Most excellent! I must remember that quote - I can think of endless situations in which it would be applicable.


----------



## The Hooded Claw (Oct 12, 2009)

Betsy the Quilter said:


> I've been thinking about this thread every time I see it. And I think there's a difference between "worst book" and "the book I hated the most."
> 
> When so many people (apparently) liked a book like _Bonfire of the Vanities_ and I hated it, I have to think that it's a matter of taste rather than just the quality of the book.


It can depend on how you interpreted worst. I took it as a personal evaluation, rather than some absolute scale of goodness. Great Expectations is considered a great book, and I liked it when I read it in school, but I couldn't read it and ended up abandoning it when I tried to reread it a couple of years ago. If I were asked to rate Great Expectations, my answer would depend on whether my personal opinion was sought, or if the views of The Establishment were wanted.

Sent from my DROID RAZR using Tapatalk 2


----------



## jhendereson (Oct 22, 2010)

Bonfire of the Vanities, IMO, was a fantastic novel, one of Tom Wolf's best. No book stands out in my mind as least liked, but there are several that I've tried to listen to on audio and was bored to tears.

## ENTRIES SUPPLIED:
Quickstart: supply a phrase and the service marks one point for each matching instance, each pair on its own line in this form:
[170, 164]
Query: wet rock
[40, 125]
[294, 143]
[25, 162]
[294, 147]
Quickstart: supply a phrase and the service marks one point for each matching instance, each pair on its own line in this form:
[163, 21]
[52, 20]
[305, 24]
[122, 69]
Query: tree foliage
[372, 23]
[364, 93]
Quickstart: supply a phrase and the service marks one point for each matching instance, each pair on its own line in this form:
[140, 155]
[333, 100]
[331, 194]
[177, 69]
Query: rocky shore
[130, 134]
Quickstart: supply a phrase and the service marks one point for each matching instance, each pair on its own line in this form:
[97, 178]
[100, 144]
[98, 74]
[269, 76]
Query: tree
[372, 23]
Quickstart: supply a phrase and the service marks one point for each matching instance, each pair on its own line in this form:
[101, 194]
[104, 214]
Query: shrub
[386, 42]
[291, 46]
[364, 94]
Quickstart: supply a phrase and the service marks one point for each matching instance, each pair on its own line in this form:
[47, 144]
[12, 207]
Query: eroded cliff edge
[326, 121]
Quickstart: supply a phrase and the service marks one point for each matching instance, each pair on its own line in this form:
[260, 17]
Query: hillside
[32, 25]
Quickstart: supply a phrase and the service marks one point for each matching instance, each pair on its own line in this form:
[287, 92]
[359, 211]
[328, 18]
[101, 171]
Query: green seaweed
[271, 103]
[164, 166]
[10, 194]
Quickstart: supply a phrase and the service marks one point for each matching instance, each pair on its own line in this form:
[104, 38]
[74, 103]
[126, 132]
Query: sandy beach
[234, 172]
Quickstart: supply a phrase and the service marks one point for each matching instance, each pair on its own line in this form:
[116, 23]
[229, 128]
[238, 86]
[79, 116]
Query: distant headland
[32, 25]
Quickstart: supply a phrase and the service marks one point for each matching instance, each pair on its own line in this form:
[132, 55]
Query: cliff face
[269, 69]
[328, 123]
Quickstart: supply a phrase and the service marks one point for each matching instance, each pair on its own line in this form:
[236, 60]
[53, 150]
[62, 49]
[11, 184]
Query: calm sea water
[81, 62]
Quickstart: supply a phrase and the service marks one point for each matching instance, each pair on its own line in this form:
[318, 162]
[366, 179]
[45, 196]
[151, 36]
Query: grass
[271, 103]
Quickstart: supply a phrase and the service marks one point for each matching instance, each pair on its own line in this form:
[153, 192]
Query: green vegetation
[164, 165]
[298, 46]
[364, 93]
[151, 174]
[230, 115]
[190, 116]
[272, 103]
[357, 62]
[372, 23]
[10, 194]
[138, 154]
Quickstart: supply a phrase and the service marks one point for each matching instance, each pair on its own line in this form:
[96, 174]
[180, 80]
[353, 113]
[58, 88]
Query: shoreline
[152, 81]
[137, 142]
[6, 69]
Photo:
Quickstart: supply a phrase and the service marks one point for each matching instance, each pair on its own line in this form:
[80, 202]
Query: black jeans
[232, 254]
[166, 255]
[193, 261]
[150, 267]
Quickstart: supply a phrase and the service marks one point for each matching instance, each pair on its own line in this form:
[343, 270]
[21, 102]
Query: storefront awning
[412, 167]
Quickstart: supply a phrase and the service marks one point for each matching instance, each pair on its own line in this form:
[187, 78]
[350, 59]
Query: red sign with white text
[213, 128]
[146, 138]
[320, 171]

## BRIEF:
In the forum thread on disliked books, what happened when The Hooded Claw tried to reread Great Expectations a couple of years ago?

## EXERCISE RESPONSE:
The Hooded Claw couldn't read it and ended up abandoning it.